Task brief: If a record holds a picture, drop the picture and copy everything else exactly.

● ● ● ● ●

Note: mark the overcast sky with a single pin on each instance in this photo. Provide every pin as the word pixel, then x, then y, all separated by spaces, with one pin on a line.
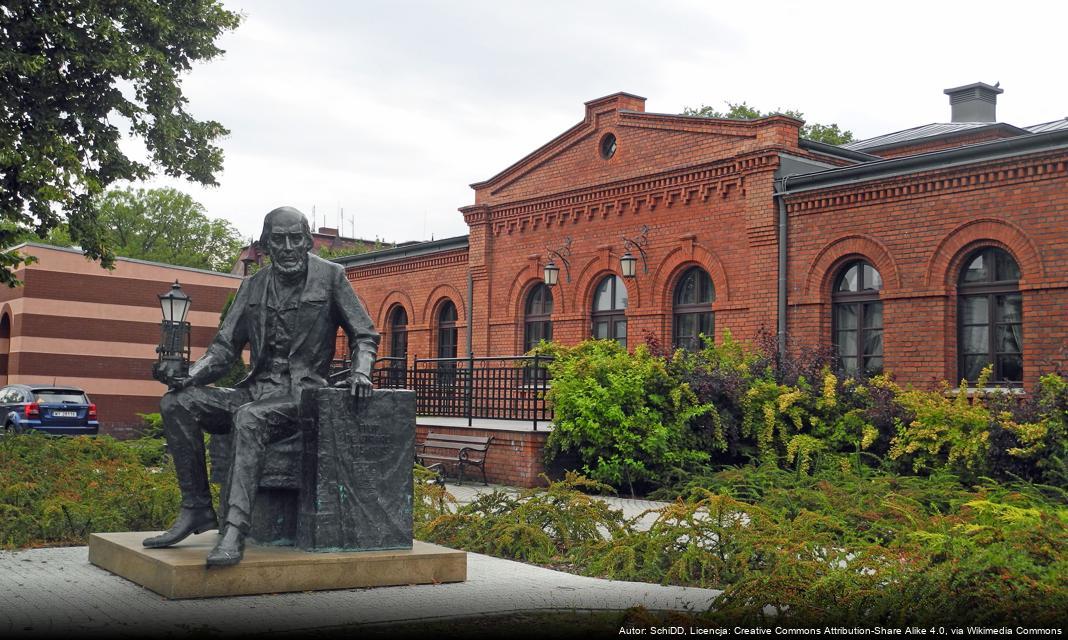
pixel 389 110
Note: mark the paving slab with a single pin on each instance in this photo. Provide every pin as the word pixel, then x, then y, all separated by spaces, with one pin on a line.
pixel 57 592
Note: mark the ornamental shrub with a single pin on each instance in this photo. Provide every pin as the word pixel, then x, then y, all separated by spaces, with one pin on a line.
pixel 57 490
pixel 625 416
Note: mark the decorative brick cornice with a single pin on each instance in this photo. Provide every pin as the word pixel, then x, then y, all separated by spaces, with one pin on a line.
pixel 404 266
pixel 721 178
pixel 908 187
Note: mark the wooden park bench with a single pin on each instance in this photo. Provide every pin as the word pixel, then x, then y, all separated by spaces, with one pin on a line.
pixel 464 451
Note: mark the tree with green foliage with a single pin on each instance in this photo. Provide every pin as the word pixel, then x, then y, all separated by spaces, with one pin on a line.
pixel 75 75
pixel 829 134
pixel 166 225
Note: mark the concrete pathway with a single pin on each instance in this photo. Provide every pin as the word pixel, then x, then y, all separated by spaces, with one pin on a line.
pixel 57 592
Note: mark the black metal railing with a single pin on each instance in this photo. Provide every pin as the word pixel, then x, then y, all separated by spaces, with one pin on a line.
pixel 505 388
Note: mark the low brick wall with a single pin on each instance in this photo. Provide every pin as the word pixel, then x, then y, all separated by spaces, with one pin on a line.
pixel 514 458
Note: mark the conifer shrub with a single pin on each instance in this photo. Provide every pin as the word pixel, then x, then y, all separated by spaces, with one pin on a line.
pixel 625 416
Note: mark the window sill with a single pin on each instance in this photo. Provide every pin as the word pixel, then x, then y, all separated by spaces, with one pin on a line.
pixel 973 391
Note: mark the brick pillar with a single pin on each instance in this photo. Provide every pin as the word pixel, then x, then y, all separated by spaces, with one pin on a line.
pixel 480 260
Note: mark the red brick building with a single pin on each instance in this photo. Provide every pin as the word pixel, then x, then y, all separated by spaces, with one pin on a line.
pixel 927 252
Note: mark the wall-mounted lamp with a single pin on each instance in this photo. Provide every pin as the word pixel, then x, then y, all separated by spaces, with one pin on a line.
pixel 627 261
pixel 173 349
pixel 551 271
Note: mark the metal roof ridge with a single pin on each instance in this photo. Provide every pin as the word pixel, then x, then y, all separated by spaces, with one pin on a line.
pixel 990 150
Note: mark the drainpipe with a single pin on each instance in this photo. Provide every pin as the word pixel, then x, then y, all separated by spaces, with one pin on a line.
pixel 470 312
pixel 783 247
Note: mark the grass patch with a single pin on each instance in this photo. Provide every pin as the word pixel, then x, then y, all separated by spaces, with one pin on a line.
pixel 57 490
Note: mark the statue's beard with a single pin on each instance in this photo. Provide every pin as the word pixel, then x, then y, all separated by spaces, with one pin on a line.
pixel 291 264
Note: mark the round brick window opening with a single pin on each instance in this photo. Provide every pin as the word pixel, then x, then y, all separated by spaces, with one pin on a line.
pixel 608 145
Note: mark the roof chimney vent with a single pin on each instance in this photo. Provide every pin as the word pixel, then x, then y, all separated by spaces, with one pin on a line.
pixel 974 103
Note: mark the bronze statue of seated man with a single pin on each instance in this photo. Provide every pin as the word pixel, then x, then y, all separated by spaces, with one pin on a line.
pixel 288 314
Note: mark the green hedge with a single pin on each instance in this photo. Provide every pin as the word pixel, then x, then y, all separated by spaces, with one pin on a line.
pixel 57 490
pixel 646 420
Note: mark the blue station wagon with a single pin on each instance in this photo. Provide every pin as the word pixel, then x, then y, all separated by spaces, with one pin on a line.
pixel 61 410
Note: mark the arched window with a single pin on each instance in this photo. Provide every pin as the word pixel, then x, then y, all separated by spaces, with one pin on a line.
pixel 398 332
pixel 610 306
pixel 692 315
pixel 857 318
pixel 446 330
pixel 537 316
pixel 990 316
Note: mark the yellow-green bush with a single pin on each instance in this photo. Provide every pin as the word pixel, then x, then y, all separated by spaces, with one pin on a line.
pixel 57 490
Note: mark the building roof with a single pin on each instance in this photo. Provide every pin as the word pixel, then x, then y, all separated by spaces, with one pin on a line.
pixel 1055 140
pixel 404 250
pixel 1055 125
pixel 935 129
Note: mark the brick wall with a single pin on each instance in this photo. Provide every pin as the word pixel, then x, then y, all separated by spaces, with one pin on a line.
pixel 76 324
pixel 705 190
pixel 916 230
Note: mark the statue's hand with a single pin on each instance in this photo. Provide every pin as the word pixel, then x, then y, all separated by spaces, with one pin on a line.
pixel 179 383
pixel 360 385
pixel 170 374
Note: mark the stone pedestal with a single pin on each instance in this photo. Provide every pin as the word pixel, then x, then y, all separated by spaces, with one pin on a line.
pixel 179 572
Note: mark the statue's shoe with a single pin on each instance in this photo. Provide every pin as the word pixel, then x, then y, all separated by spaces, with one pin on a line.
pixel 230 550
pixel 190 520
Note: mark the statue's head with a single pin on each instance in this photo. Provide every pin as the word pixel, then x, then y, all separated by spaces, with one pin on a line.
pixel 287 238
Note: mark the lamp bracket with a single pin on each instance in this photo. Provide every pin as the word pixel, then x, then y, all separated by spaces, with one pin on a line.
pixel 563 253
pixel 640 243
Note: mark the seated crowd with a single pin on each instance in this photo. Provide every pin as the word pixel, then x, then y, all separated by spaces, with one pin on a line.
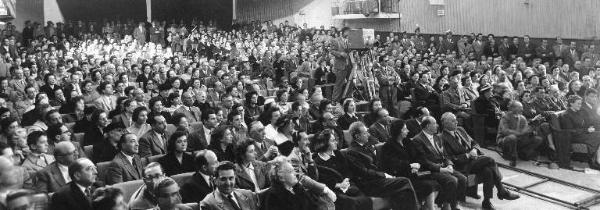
pixel 195 117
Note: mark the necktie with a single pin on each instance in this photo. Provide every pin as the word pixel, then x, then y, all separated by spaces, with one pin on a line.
pixel 233 203
pixel 460 140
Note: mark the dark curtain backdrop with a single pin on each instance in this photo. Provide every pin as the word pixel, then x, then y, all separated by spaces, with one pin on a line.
pixel 219 11
pixel 98 10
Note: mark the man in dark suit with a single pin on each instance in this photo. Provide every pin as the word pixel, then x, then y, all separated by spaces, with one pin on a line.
pixel 139 34
pixel 55 176
pixel 125 117
pixel 381 129
pixel 154 142
pixel 78 193
pixel 192 113
pixel 373 181
pixel 107 149
pixel 226 196
pixel 200 138
pixel 467 157
pixel 340 49
pixel 127 165
pixel 201 183
pixel 431 156
pixel 414 124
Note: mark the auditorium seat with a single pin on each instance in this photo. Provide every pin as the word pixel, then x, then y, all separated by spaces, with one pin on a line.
pixel 129 188
pixel 150 159
pixel 41 201
pixel 102 168
pixel 89 150
pixel 182 178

● ● ● ● ●

Output of the task:
Note: mark the overcast sky with a single pin on each instance in this photo. Provide every pin as the word pixel, then x, then y, all separated by spaces, with one pin on a line.
pixel 389 110
Note: mark the paving slab with a single pin on each instance in this photo. Provide every pin as the word pixel, then x, then y, all separated by spaces, with one pin on a line.
pixel 57 592
Note: mark the ornamental shrub with a single pin on each instance in this photo. Provide every pin as the word pixel, then x, then y, all separated by spaces, with one pin on a line.
pixel 57 490
pixel 625 416
Note: mark the decorative brick cornice with a single pin on each instance in this photo. Provide every pin as the word pixel, then x, then y, all separated by spaces, with one pin on a line.
pixel 404 266
pixel 721 178
pixel 908 187
Note: mark the wooden park bench with a single pin on each instance in this photo. Provide every pin as the word pixel, then x, then y, all separated by spaces, with one pin on a line.
pixel 464 451
Note: mark the tree with green foliage with a single pin on each instance in this photo. Provide every pin as the word pixel, then x, then y, all separated by spaces, with one pin on a line.
pixel 75 75
pixel 829 134
pixel 166 225
Note: mark the concrete pathway with a single pin on each instance in this photo. Provide every pin as the word pixel, then x, then y, all separated by spaces, with one pin on a line.
pixel 57 592
Note: mark the black metal railing with a single pin on each instance in this photo. Provide every pin as the word pixel, then x, then y, all separated by spaces, with one pin on a line.
pixel 505 388
Note: mark the low brick wall with a single pin on each instance in this photo. Provide every pin as the word pixel, then x, then y, all separated by spaces, with one pin on a line.
pixel 514 458
Note: mark the conifer shrub with a single pin on each instance in this photo. Provide every pin as the word pixel, then x, then y, all separated by spaces, with one pin on a line.
pixel 625 416
Note: mark the window sill with a single pin on each instance in this photo. Provide every pin as the word pixel, then x, then y, all separated by spaces, with one pin on a line.
pixel 973 391
Note: mark the brick pillar with a single pin on each instance in this photo. Provide every pin as the word pixel, then x, then y, all separated by spaces, with one pin on a line.
pixel 480 260
Note: mark the red brick building with a single pin on each instance in this photo. Provide every pin as the word pixel, then x, then y, all separated by spaces, with one pin on a line.
pixel 927 252
Note: mark the wall-mounted lamp with a single pin on each instance in this photo. Provide every pin as the word pixel, then x, then y, all separated by spaces, with one pin on a line.
pixel 627 261
pixel 173 349
pixel 551 271
Note: mark the metal roof ridge with a single pin on each instance in this photo. Provide every pin as the word pixel, then x, then y, all separated by spaces, with one pin on a line.
pixel 990 150
Note: mark the drainpipe with a single pin on each instance in this photo. Provide every pin as the word pixel, then x, then y, all separated by spaces, with one pin on a line.
pixel 470 312
pixel 783 247
Note: mark the grass patch with a single pin on each instance in this photo. Provide every pin as the word pixel, then x, then y, all separated by spaces, with one pin on a line.
pixel 57 490
Note: mark the statue's beard with a single pin on each instance in this photo. Provide every pin as the word pixel, then x, then y, all separated by spaces, with one pin on a line.
pixel 291 264
Note: mark the round brick window opening with a single pin on each instance in this photo. Provide every pin as the word pixel, then x, then y, all separated by spaces, with one pin on a line.
pixel 608 145
Note: mark the roof chimney vent with a single pin on each instance in this photo. Provide every pin as the word pixel, then x, then y, all separated by spaces, with one pin on a line.
pixel 974 103
Note: mark the bronze statue of seated man with a single pin on each instance in this photo. Provide every pin as the word pixel, then x, then y, all separated by spaces, with one pin on a line.
pixel 288 314
Note: mark the green hedge with a single pin on each instance in this photo. Provide every pin as the word pixel, then x, then y, all separated by spaces, with one pin on a line.
pixel 57 490
pixel 646 420
Note: mark the blue station wagon with a single pin on each instance in this photo. Provide every pin as the word pixel, then x, then y, all separated by spaces, with one pin on a line.
pixel 61 410
Note: mark the arched window with a single pin on each instance in this photo. Provide every pin as the word pixel, then x, then y, all separated by spaces, with one pin on a line.
pixel 398 332
pixel 610 306
pixel 692 315
pixel 857 318
pixel 446 330
pixel 537 316
pixel 990 316
Note: mark the yellow-green bush with a single pin on each instance in this photo. Provide every pin as the word pixel, then x, then y, all separated by spaces, with one pin on a line.
pixel 57 490
Note: mark the building roof with a single pin on each instance in this photo. Provide every pin as the word pixel, then x, then y, all separated by spaces, with one pin on a line.
pixel 1055 140
pixel 404 250
pixel 1055 125
pixel 935 129
Note: mark the brick wall with a single pin on each instance in this photo. Provide every pin as the word pixel, then x, then y, all separated by spaces, with one pin on a line.
pixel 76 324
pixel 705 190
pixel 916 230
Note: mark the statue's hand with a single pin on each instance in this photo. Provide every pin as the word pixel, then x, then y, all separated by spaces, with one pin on a line.
pixel 179 383
pixel 360 385
pixel 170 374
Note: mark the stone pedestal with a single pin on each instance in this photo. Provide every pin as the word pixel, then x, then y, all separated by spaces, with one pin on a line.
pixel 179 572
Note: mark the statue's shoe with a single pin on each instance in this photo. Provide every pin as the word pixel, then x, then y, all separated by spaces, with one pin on a line.
pixel 230 550
pixel 190 520
Note: mark the statue's head with a single pin on each instance in this photo. Provide every pin as the word pixel, then x, then y, all separated by spaces, with one pin on a line.
pixel 287 238
Note: mark the lamp bracket with a single pin on each instance in this photo. Provide every pin as the word pixel, then x, then y, all separated by spaces, with one pin on a line.
pixel 563 253
pixel 640 243
Note: mark the seated crowd with a single pin on each instance in this photo. Provide every pin as the word pixel, then x, then y, all separated by spaces, with one pin on a line.
pixel 195 117
Note: mark the necktie with a single pin on each instance in this photo. Provide every pin as the word pixel, then x, then y, all separated by spaces, with one pin on a line.
pixel 233 203
pixel 460 140
Note: mark the dark curtain backdrop with a single pin on each instance in this photo. Provide every pin as the word pixel, then x, then y, all separated by spaces, with one pin on a line.
pixel 219 11
pixel 98 10
Note: mark the man in dark suit with a single pin on each instance in this photo. Provide every pin as the word pixel, then x, then y, all separated by spaces, with one pin on a line.
pixel 139 34
pixel 55 176
pixel 125 117
pixel 381 129
pixel 154 142
pixel 78 193
pixel 192 113
pixel 373 181
pixel 107 149
pixel 226 196
pixel 200 138
pixel 467 157
pixel 340 49
pixel 127 165
pixel 201 183
pixel 431 156
pixel 414 124
Note: mark the auditorium seat with a single pin on each instance in this photo. Provide every pin as the word pixel, then x, then y, all separated by spaces, with one pin on a line.
pixel 129 188
pixel 150 159
pixel 41 201
pixel 102 168
pixel 89 150
pixel 182 178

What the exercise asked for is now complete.